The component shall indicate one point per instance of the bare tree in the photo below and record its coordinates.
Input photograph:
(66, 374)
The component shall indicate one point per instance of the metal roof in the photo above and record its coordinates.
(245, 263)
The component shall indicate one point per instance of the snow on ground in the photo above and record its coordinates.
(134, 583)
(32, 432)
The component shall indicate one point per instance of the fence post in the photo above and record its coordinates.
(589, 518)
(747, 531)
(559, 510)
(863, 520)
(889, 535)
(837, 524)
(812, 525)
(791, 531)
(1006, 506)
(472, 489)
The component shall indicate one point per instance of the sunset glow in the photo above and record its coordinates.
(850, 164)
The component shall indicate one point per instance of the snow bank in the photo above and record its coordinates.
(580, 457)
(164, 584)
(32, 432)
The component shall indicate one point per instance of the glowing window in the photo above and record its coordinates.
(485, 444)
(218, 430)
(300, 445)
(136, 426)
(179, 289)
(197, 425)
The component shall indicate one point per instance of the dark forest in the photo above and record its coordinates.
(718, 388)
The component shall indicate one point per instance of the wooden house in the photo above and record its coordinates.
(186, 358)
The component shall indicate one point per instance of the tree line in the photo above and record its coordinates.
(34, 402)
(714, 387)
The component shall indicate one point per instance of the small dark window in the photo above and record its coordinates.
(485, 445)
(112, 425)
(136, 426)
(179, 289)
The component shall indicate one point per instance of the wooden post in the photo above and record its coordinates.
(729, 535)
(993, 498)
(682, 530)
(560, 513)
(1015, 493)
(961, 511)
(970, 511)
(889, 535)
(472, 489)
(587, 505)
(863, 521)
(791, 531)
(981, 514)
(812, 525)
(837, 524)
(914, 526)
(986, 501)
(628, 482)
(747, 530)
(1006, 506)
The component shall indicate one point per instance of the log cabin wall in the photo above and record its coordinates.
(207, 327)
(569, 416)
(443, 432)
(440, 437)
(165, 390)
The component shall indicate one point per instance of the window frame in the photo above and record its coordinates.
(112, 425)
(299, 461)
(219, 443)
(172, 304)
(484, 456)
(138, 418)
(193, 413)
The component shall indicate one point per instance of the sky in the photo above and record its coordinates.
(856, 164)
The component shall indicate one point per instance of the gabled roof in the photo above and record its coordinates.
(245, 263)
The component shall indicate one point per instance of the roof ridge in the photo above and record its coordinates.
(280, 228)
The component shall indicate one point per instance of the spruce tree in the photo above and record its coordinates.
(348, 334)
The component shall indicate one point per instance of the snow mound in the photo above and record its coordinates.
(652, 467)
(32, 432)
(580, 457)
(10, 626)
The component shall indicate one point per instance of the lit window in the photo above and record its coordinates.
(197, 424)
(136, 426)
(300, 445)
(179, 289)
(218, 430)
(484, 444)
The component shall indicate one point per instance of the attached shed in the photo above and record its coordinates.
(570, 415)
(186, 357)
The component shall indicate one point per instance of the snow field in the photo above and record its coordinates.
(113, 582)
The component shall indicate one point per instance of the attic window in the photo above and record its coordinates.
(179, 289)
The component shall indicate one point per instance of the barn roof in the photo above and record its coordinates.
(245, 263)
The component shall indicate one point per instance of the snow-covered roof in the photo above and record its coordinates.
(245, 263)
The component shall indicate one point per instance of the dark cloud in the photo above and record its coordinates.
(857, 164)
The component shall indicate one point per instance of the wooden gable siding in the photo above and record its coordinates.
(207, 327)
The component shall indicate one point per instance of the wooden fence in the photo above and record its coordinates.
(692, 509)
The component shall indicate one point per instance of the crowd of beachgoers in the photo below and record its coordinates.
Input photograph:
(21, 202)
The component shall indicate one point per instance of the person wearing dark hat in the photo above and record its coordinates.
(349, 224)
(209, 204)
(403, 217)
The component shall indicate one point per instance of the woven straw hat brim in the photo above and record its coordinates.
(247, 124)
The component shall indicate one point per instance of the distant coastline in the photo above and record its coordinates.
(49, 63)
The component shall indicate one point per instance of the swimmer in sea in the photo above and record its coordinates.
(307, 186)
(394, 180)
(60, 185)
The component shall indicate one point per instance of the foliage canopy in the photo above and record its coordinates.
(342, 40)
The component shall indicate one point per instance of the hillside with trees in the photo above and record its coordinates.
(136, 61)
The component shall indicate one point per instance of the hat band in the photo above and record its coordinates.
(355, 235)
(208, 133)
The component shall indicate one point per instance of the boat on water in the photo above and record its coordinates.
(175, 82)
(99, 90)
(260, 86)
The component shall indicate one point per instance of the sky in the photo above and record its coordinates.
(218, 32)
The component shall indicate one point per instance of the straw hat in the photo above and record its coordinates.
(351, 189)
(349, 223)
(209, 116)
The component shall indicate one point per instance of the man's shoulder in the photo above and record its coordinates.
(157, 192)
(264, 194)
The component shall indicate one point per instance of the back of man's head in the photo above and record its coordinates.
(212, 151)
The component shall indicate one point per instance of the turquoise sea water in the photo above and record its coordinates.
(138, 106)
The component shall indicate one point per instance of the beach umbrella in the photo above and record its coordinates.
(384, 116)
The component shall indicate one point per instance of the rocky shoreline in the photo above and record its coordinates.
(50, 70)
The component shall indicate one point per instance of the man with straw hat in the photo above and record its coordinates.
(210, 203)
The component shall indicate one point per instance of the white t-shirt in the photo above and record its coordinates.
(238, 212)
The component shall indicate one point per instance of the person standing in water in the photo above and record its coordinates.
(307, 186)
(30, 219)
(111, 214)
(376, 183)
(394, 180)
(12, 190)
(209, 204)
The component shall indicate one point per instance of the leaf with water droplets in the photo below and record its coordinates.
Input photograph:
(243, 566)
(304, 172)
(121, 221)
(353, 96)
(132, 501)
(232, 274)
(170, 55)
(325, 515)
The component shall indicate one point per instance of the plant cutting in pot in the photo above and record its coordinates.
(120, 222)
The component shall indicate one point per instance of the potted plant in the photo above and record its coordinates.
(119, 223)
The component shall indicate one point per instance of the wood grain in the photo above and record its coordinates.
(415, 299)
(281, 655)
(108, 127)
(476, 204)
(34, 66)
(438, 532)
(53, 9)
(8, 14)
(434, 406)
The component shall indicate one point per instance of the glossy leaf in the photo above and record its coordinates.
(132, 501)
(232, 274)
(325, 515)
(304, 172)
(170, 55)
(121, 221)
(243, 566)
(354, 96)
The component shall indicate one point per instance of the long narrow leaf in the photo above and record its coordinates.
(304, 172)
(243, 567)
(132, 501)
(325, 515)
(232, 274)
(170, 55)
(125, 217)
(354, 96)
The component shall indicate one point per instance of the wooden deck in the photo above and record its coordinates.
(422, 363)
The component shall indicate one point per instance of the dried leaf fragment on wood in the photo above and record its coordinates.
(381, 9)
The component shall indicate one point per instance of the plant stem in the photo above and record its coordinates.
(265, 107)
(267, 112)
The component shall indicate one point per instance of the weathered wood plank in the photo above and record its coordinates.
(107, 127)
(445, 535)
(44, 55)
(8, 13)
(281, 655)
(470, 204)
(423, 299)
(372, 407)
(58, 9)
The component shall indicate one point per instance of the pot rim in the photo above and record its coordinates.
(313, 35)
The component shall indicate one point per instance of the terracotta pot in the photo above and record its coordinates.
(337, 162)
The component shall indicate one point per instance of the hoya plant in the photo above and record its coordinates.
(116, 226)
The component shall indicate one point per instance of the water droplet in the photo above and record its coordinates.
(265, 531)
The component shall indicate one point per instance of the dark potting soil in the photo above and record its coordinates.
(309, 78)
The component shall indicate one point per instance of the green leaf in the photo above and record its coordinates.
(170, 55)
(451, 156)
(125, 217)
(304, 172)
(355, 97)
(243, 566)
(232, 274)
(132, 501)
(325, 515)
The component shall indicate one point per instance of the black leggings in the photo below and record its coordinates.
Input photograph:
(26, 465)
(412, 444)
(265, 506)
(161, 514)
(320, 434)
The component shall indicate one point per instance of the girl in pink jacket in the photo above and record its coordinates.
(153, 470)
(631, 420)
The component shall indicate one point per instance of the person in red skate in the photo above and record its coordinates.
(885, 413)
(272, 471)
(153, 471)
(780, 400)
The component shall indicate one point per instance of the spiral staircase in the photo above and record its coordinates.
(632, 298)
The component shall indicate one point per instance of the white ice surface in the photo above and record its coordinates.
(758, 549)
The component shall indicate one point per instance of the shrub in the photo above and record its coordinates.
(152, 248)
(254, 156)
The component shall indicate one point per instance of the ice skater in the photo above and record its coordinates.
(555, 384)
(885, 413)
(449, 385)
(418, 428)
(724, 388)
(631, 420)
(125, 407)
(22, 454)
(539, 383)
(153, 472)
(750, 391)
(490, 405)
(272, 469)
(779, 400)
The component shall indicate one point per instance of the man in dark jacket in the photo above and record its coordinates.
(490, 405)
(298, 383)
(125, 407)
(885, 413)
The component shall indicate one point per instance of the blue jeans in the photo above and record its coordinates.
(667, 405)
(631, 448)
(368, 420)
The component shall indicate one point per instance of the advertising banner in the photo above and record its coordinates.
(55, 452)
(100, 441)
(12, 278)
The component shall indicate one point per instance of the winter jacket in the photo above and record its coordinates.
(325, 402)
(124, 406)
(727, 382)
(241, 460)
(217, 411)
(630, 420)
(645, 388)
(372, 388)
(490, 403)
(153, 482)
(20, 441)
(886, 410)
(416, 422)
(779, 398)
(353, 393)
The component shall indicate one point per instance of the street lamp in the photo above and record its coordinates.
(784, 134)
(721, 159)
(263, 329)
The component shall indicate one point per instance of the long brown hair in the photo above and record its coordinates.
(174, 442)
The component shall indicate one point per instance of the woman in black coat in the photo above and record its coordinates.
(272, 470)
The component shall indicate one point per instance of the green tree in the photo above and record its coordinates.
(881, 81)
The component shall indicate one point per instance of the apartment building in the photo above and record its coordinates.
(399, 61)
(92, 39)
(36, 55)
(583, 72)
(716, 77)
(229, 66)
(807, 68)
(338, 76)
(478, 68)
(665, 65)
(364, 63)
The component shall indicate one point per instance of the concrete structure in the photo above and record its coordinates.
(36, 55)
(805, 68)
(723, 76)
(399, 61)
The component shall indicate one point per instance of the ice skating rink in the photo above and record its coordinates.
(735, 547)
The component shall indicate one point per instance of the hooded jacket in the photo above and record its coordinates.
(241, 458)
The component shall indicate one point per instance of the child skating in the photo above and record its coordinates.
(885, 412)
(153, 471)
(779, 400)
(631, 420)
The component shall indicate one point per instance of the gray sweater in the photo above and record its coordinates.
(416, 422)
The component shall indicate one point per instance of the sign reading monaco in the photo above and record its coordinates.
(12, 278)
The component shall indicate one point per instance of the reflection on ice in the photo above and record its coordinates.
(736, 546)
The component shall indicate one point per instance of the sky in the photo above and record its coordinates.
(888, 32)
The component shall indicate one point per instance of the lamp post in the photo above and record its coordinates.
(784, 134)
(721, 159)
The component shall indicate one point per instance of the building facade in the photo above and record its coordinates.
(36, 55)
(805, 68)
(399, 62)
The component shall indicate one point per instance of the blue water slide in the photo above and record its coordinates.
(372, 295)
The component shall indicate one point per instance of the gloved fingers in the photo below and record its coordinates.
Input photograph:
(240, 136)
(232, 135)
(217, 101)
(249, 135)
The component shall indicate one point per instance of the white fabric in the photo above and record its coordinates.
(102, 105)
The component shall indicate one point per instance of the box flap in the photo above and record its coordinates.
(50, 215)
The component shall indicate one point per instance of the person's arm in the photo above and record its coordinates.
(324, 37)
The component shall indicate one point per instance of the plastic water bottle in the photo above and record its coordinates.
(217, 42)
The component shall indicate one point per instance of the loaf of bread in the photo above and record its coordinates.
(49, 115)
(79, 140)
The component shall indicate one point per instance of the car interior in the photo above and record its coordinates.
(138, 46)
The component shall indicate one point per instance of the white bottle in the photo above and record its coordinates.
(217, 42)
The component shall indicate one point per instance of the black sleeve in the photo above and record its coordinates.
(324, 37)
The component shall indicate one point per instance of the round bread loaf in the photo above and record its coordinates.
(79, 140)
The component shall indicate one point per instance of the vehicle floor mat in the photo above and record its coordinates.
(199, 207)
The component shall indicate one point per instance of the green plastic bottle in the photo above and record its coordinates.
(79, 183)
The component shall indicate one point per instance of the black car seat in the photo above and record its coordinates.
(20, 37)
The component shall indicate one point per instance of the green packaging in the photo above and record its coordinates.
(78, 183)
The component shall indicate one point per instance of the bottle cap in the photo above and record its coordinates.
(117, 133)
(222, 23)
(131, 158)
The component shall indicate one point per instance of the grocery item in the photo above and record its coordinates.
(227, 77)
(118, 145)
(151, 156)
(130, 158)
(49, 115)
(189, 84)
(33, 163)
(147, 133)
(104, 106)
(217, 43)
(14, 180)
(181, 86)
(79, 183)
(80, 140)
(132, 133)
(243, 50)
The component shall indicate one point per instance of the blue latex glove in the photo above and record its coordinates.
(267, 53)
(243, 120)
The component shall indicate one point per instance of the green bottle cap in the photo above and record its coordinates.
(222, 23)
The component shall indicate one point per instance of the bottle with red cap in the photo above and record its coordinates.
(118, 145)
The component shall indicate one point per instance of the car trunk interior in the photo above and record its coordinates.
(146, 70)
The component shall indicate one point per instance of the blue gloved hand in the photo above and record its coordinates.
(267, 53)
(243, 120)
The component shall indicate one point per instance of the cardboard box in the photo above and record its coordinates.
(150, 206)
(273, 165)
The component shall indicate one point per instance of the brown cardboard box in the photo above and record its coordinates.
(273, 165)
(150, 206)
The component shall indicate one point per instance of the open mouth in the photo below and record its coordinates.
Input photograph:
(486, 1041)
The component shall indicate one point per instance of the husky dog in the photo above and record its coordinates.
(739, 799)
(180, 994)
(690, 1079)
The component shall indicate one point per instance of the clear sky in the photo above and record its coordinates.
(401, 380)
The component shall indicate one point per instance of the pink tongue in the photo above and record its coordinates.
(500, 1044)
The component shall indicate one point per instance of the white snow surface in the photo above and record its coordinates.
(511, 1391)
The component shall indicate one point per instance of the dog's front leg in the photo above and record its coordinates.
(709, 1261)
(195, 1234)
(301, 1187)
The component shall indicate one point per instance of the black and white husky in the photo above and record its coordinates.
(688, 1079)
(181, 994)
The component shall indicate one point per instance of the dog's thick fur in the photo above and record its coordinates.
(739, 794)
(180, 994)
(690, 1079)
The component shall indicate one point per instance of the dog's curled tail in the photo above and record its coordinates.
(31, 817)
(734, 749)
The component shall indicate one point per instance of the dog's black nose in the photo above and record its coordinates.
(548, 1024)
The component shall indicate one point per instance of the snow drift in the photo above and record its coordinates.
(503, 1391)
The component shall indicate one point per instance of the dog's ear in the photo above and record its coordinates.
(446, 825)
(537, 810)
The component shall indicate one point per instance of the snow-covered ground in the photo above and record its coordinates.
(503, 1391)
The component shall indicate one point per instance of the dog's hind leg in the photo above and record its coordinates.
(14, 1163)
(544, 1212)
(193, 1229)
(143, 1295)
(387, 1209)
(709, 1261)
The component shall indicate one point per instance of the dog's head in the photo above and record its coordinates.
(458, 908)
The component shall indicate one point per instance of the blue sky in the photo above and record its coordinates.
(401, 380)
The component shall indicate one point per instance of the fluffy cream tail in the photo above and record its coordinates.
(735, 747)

:::

:: Instructions for the task ::
Everything from the line containing "the dog's black" through the last line of the records must be given again exactly; leave out all other lines.

:: Answer ::
The component shall indicate one point per instance of the dog's black nose in the photo above and record its coordinates.
(548, 1024)
The component shall indicate one point per instance of the snow drift in the photo above and record its coordinates.
(503, 1391)
The component shall indicate one point per instance of the dog's ear in the photo above and record its coordinates.
(446, 825)
(537, 810)
The component shall indicate one point per instance of the snow-covered ground in the photo above and record its coordinates.
(503, 1391)
The component shall indicate one point per instance of the dog's hind leg in the photo above and record its coordinates.
(14, 1163)
(544, 1212)
(193, 1229)
(143, 1295)
(387, 1209)
(709, 1261)
The component shall indicate one point per instance of the dog's head in the photo above and record its coordinates.
(458, 908)
The component shall indicate one point per instance of the blue sky in the photo above and record its coordinates.
(401, 380)
The component shall indicate one point per instance of the fluffy cream tail in the photo above and record its coordinates.
(735, 747)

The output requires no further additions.